Box annotations for photos:

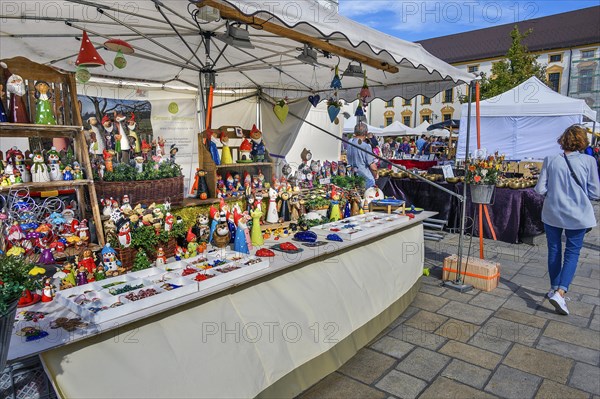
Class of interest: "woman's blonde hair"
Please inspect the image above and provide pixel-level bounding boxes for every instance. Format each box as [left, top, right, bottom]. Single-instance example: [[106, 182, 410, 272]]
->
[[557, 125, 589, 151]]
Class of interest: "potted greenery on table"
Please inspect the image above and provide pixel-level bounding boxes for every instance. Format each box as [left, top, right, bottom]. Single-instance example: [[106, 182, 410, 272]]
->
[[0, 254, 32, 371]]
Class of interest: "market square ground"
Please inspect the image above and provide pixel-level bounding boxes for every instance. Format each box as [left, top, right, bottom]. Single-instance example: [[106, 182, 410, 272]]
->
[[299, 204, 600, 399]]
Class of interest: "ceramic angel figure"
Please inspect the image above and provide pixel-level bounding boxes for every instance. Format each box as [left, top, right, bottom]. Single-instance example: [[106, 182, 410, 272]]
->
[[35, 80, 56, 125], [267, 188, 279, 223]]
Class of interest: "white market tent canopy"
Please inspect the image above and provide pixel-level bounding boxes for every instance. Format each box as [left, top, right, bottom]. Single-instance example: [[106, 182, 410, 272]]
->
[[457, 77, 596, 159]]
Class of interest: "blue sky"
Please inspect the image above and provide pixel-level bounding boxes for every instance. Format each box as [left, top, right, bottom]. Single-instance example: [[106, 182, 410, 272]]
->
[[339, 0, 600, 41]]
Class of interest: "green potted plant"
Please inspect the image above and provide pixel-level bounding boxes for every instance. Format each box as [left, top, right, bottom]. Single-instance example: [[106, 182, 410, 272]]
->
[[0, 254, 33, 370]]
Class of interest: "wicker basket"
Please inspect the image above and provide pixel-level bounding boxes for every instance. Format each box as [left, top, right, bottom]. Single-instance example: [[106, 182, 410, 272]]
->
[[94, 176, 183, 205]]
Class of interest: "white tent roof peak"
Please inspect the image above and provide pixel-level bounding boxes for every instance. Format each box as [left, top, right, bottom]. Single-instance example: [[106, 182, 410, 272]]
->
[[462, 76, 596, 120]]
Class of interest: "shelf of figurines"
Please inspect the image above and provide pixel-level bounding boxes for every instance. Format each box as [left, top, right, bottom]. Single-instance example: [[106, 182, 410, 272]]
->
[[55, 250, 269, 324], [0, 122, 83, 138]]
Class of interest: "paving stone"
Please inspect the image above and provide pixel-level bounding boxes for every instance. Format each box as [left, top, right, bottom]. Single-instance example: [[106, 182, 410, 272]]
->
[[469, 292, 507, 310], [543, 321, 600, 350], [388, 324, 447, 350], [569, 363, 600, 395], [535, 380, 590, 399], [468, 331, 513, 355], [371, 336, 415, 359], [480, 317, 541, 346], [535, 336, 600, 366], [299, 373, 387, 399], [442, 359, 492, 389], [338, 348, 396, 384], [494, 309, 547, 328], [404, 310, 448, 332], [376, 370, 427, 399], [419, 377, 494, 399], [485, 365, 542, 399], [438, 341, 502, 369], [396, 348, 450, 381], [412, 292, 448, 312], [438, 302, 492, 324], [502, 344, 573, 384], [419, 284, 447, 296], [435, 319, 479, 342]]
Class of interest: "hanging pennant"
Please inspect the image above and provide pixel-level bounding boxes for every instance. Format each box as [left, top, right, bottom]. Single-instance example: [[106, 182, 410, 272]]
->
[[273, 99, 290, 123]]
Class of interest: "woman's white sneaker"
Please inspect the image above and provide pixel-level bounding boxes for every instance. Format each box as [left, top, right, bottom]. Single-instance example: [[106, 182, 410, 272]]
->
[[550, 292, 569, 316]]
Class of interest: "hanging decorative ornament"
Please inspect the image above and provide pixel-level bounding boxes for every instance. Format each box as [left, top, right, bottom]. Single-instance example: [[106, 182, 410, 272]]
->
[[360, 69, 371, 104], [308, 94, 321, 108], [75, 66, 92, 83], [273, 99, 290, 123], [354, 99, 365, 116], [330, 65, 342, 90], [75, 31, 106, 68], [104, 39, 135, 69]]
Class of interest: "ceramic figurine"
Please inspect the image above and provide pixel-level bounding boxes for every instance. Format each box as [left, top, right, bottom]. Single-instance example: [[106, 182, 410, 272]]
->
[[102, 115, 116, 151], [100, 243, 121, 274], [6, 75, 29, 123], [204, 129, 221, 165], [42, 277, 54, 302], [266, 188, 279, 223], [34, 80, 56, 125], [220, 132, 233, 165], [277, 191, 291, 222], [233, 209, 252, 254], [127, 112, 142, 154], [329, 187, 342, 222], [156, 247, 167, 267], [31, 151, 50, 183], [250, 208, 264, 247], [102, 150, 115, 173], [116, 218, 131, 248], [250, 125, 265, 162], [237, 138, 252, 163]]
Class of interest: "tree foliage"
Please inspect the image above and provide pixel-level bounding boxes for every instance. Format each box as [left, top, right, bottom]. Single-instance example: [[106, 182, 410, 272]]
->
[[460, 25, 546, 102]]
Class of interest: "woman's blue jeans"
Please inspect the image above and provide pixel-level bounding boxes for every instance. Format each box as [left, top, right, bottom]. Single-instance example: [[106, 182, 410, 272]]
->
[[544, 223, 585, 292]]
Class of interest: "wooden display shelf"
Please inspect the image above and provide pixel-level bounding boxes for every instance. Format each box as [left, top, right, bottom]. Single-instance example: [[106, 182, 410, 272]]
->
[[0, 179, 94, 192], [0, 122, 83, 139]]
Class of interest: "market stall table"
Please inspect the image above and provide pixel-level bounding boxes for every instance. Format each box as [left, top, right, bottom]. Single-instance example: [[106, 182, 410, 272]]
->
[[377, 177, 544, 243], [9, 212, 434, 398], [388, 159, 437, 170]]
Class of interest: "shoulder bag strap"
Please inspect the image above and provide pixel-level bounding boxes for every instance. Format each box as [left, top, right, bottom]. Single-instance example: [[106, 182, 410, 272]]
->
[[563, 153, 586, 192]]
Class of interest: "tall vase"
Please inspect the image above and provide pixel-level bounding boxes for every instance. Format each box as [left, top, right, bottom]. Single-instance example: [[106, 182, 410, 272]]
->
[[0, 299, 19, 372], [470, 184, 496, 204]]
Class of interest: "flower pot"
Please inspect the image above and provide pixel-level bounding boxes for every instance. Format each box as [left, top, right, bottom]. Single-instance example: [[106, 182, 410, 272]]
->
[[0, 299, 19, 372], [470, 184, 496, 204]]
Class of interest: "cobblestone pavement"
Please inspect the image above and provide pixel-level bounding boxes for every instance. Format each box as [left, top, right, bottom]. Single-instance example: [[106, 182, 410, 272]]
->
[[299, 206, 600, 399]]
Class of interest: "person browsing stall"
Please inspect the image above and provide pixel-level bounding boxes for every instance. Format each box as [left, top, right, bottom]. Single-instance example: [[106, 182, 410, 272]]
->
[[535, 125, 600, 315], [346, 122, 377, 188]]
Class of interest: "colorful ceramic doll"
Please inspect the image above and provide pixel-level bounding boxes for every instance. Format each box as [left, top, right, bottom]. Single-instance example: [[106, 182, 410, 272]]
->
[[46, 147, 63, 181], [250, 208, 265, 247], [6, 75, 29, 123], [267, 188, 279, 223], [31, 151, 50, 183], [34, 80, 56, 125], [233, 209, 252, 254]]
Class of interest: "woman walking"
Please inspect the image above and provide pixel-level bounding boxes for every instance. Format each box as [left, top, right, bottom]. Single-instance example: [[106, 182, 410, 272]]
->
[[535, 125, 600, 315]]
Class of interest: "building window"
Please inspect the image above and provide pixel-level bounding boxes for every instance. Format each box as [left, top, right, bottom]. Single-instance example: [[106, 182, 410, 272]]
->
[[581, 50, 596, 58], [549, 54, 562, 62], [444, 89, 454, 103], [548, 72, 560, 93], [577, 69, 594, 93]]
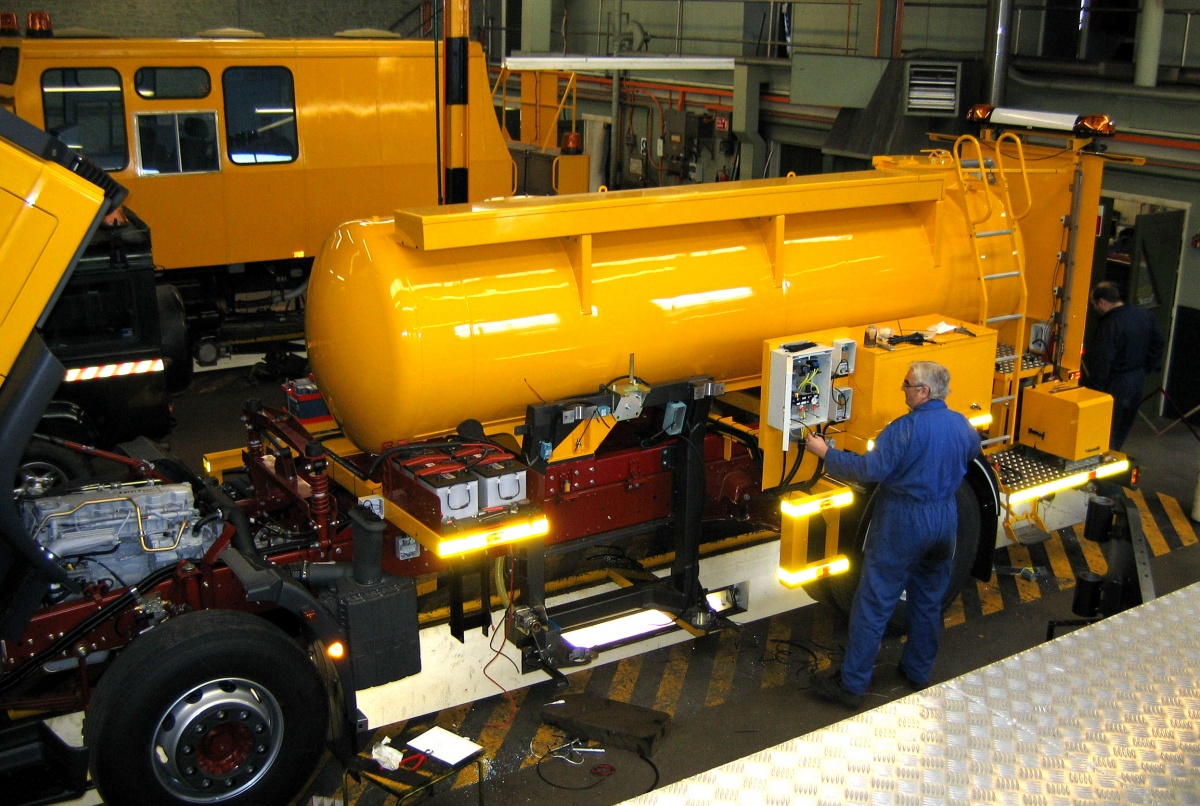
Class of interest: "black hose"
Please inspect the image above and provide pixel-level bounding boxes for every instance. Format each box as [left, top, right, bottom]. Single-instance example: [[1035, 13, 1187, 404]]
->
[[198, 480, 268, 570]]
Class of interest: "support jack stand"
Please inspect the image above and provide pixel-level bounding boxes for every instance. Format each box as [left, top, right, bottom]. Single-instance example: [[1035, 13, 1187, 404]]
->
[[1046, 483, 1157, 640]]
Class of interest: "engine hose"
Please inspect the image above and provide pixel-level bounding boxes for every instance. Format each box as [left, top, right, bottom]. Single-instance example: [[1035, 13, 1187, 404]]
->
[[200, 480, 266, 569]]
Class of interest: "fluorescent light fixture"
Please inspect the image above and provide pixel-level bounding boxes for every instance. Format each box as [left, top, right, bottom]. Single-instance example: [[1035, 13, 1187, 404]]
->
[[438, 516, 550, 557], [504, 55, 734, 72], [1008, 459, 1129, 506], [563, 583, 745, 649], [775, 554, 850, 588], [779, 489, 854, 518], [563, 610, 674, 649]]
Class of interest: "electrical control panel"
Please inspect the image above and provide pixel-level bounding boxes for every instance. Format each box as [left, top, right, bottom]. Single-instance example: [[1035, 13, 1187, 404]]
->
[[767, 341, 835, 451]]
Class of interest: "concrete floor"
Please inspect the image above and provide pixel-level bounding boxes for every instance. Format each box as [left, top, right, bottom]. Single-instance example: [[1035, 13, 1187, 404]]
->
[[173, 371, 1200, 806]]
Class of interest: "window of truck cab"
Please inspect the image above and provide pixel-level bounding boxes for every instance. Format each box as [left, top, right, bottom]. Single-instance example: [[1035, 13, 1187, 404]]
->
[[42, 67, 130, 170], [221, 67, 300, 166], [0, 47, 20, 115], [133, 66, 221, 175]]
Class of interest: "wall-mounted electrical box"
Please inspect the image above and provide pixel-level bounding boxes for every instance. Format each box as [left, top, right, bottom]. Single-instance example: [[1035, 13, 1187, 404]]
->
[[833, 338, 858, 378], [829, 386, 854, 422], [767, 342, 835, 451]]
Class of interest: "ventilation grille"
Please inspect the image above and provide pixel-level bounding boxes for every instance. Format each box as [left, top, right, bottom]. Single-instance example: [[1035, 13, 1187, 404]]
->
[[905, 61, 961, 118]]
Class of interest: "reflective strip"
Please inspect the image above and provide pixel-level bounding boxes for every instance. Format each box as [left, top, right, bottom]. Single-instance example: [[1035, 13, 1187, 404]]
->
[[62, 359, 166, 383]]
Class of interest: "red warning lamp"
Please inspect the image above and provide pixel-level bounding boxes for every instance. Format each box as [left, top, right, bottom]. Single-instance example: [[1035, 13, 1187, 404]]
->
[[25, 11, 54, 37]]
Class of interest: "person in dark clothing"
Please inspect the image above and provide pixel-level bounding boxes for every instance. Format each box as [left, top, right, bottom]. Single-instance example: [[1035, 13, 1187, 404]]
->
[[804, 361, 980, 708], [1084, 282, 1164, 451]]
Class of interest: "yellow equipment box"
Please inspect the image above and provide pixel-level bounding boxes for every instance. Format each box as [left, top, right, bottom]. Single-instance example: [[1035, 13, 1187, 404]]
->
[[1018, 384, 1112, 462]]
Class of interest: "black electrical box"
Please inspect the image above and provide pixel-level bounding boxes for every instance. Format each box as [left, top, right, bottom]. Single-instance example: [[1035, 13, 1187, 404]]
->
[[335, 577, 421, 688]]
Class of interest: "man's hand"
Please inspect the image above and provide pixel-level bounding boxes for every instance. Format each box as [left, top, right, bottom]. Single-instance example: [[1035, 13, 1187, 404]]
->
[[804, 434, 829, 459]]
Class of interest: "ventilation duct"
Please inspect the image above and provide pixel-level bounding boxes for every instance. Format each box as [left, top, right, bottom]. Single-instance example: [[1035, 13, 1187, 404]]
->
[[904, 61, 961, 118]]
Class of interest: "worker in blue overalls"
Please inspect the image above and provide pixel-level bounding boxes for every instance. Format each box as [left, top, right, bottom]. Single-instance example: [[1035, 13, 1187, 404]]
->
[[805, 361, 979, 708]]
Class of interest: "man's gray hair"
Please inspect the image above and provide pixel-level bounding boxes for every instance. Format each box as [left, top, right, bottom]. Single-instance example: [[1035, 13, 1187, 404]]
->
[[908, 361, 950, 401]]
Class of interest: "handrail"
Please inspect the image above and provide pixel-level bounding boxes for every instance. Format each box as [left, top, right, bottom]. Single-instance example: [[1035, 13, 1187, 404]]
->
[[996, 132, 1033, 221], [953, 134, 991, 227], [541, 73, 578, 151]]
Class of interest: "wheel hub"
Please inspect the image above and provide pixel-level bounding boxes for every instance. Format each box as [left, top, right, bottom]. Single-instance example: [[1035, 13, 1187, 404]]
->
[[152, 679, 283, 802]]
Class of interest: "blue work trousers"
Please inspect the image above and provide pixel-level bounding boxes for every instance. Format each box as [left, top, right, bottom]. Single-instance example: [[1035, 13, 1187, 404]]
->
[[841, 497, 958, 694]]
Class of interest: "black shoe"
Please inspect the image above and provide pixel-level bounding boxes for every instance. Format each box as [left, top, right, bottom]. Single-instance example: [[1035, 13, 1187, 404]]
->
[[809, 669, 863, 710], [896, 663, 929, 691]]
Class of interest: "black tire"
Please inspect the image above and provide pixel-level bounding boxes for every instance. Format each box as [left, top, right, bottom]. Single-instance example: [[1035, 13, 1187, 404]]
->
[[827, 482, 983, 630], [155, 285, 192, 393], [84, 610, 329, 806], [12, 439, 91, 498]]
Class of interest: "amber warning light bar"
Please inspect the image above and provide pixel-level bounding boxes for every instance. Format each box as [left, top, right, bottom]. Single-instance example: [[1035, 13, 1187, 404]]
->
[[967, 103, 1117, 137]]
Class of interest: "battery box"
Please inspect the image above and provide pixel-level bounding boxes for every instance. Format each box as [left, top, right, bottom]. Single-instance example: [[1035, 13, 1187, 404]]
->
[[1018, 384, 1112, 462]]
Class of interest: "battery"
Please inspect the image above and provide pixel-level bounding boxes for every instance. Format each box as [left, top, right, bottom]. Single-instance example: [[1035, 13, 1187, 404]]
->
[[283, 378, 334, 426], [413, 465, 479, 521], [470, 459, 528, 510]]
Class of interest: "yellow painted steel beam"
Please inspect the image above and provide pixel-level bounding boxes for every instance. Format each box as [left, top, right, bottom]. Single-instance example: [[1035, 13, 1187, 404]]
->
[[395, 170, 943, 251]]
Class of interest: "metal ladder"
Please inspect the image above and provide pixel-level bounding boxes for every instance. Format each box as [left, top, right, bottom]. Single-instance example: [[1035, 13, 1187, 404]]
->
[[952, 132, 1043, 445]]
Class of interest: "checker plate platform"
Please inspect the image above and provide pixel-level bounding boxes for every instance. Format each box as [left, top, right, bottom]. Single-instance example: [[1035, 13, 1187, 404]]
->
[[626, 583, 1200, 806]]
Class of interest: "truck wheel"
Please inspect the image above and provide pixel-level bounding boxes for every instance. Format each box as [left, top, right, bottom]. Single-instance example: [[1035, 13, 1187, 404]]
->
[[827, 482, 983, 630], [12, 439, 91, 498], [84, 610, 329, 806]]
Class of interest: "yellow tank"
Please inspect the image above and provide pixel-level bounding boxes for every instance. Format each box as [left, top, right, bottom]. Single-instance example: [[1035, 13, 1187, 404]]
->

• What is being asked
Revise the entries from the beginning through the line that contains "[[35, 80, 56, 125], [267, 188, 279, 223]]", replacing "Class of interest" with "Target class" and keeping everything else unchanged. Omit the pictures from your answer.

• Final answer
Target class: "woman's blonde hair"
Please inspect the image above and provide pixel-level bounding boxes for every instance. Format each box as [left, top, right, bottom]. Single-instance example: [[106, 182, 410, 272]]
->
[[557, 125, 589, 151]]
Target class: "potted greenery on table"
Please inspect the image above and provide pixel-level bounding boxes for every instance. Format each box as [left, top, right, bottom]. Single-instance example: [[106, 182, 410, 272]]
->
[[0, 254, 32, 371]]
Target class: "market square ground"
Please inspect the image above and provide pixel-level bounding boxes for every instance. Format each box as [left, top, right, bottom]. Single-instance example: [[106, 182, 410, 272]]
->
[[299, 204, 600, 399]]
Target class: "ceramic angel figure"
Please inspect the image above and provide pixel-level bounding boxes for every instance. Format each box as [left, top, right, bottom]. Single-instance example: [[106, 182, 410, 272]]
->
[[35, 80, 56, 125], [267, 188, 279, 223]]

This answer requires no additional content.